[SECTION DU DOCUMENT]
^^^^^^^^^^^^^^^^

Prenons, par exemple, la consigne aux quartiers ou au navire, dont la peine peut aller jusqu'à la privation de liberté s'apparentant à un emprisonnement avec sursis prévu à l'article 742.1 du Code criminel. À notre avis, il faut que les sanctions mineures soient définies dans la loi et que la consigne aux quartiers ou au navire soit considérée comme une sanction sérieuse, laquelle entraîne des protections.
Je vais maintenant traiter des protections procédurales pour les militaires. Nous réitérons qu'il est nécessaire de mieux protéger les militaires, et ce, malgré le retrait de certains attributs pénaux du système de justice militaire par voie sommaire. Même en se rapprochant d'un modèle de droit disciplinaire administratif applicable aux corps professionnels, la réforme néglige d'offrir certaines protections d'équité procédurale.
Effectivement, le projet de loi ne modifie pas le fait que ce sont les commandants qui déterminent si les militaires ont commis des manquements et qui imposent des sanctions, le cas échéant. Nous comprenons qu'en enlevant certains aspects pénaux du système actuel, le projet de loi rend moins nécessaire l'exigence d'avoir un décideur indépendant au sens de l'alinéa 11d) de la Charte canadienne des droits et libertés. Mais il reste que, lorsqu'on compare ce régime au régime disciplinaire applicable aux policiers de la Sûreté du Québec ou de la Gendarmerie royale du Canada, les décideurs militaires ont moins d'indépendance. À notre avis, il faut adopter des mesures de contrepoids pour s'assurer que les commandants s'acquittent de leurs fonctions avec le plus d'impartialité possible.
Une autre situation nous semble problématique. Il s'agit du retrait de la faculté d'opter pour la cour martiale. Nous estimons que, dans la mesure où les militaires sont toujours exposés à des conséquences sérieuses pour des manquements qui restent à définir, il est souhaitable de maintenir ce droit d'option.
Aussi, le projet de loi est silencieux quant à la représentation des militaires faisant face à des allégations de manquements. Pour l'instant, seuls les avocats du Directeur du service d'avocats de la défense sont autorisés à donner des conseils juridiques et de l'information juridique — c'est le terme utilisé dans la réglementation —, mais ceux-ci doivent être de nature générale et porter sur des questions liées au procès sommaire de l'accusé, point, et faire la différence entre la cour martiale et le procès sommaire, point. Cela ne semble pas comprendre la faculté de donner des avis juridiques complets ou de les représenter. Cela nous semble problématique puisque, par comparaison, les policiers de la GRC ou de la Sûreté du Québec bénéficient soit d'une réelle aide juridique, soit d'une représentation complète.
Nous recommandons que les services juridiques offerts aux militaires soient étendus pour inclure à tout le moins l'offre d'avis juridiques complets, sans frais, en préparation de l'instance, et qu'on offre le choix d'opter pour la cour martiale ou non.
Ajoutons que le projet de loi est muet quant à la possibilité d'enregistrement des audiences et sur la façon dont les décideurs doivent motiver leurs décisions. Selon nous, les audiences sommaires doivent être enregistrées dans la mesure du possible, et par souci de transparence, d'équité et d'imputabilité, les décisions devraient être motivées par écrit.

^^^^^^^^^^^^^^^^

Données de localisation par point pour chaque instance:
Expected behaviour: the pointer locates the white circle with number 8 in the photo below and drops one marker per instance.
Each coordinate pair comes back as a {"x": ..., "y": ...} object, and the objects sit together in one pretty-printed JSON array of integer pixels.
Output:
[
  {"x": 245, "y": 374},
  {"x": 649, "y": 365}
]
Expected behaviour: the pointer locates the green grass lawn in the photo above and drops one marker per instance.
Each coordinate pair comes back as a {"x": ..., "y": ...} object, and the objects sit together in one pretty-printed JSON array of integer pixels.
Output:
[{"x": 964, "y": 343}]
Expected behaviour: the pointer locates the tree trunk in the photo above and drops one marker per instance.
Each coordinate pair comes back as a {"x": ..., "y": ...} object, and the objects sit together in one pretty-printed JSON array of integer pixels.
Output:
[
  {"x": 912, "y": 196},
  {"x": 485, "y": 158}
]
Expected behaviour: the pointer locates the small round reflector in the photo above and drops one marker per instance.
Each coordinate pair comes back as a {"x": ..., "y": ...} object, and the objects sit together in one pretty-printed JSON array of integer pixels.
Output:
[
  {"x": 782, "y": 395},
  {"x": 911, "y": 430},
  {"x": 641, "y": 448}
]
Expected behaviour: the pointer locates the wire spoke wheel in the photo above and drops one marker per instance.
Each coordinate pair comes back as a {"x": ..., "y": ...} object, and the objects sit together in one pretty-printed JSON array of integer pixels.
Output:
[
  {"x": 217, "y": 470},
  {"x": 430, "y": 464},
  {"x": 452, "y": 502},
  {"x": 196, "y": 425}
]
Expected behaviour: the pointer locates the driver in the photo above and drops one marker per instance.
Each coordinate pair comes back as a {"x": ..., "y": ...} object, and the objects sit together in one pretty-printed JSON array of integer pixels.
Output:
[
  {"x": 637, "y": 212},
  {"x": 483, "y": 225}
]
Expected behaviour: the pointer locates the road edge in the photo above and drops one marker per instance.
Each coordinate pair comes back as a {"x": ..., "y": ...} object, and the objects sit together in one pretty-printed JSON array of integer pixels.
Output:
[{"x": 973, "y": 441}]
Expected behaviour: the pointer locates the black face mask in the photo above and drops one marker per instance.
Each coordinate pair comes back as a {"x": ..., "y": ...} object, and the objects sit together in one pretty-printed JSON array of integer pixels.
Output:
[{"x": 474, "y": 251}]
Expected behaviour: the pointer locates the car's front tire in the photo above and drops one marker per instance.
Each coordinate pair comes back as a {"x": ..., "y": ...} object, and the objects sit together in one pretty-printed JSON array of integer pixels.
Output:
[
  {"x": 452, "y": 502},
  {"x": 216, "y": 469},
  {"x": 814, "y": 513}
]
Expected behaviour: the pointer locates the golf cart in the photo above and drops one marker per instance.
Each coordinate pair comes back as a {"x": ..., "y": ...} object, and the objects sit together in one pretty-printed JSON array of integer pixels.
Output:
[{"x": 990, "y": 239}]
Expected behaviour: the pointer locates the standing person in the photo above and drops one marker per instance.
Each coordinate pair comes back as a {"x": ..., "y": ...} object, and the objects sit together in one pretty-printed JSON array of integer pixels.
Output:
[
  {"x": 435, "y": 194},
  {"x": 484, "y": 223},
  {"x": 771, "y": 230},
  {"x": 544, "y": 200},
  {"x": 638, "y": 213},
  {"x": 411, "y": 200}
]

^^^^^^^^^^^^^^^^

[ACTIVITÉS]
(a) Résumez en deux phrases l'extrait sur la justice militaire.
(b) Reprenez l'extrait sur la justice militaire à la suite de sa dernière phrase.
Ces données proviennent d'une source différente.

[LISTE DES RÉPONSES]
(a) L'extrait sur la justice militaire reproche au projet de loi de ne pas définir les sanctions mineures dans la loi et de laisser aux commandants, moins indépendants que les décideurs des régimes disciplinaires policiers, le soin de juger les manquements et d'imposer les sanctions. Il demande de conserver la faculté d'opter pour la cour martiale et d'offrir sans frais des avis juridiques complets, et il souhaite que les audiences sommaires soient enregistrées dans la mesure du possible et que les décisions soient motivées par écrit.

(b)
Le projet de loi prévoit que la décision ou la sanction imposée par une autorité sommaire pourra être révisée d'office ou à la demande de la personne visée, conformément aux règlements du gouverneur en conseil. Dans ce contexte, nous nous demandons si la révision sur demande et celle d'office du régime actuel seront reprises. Exclura-t-on du champ d'application de la procédure de grief militaire les décisions des audiences sommaires et des autorités de révision, car elles sont prises aux termes du code de discipline? Selon nous, encore une fois, compte tenu des conséquences pénales auxquelles sont exposés les militaires, nous sommes d'avis qu'il faudrait prévoir un droit d'appel des décisions des audiences sommaires. Cet appel pourrait intervenir après le processus de révision et n'être possible que lorsque le militaire a subi une conséquence pénale.
Bref, compte tenu des divers éléments mentionnés qui nous semblent problématiques dans cette réforme de la voie sommaire, nous pensons qu'il est peut-être mieux de reporter celle-ci, afin de donner toute la considération nécessaire à la protection des droits des militaires.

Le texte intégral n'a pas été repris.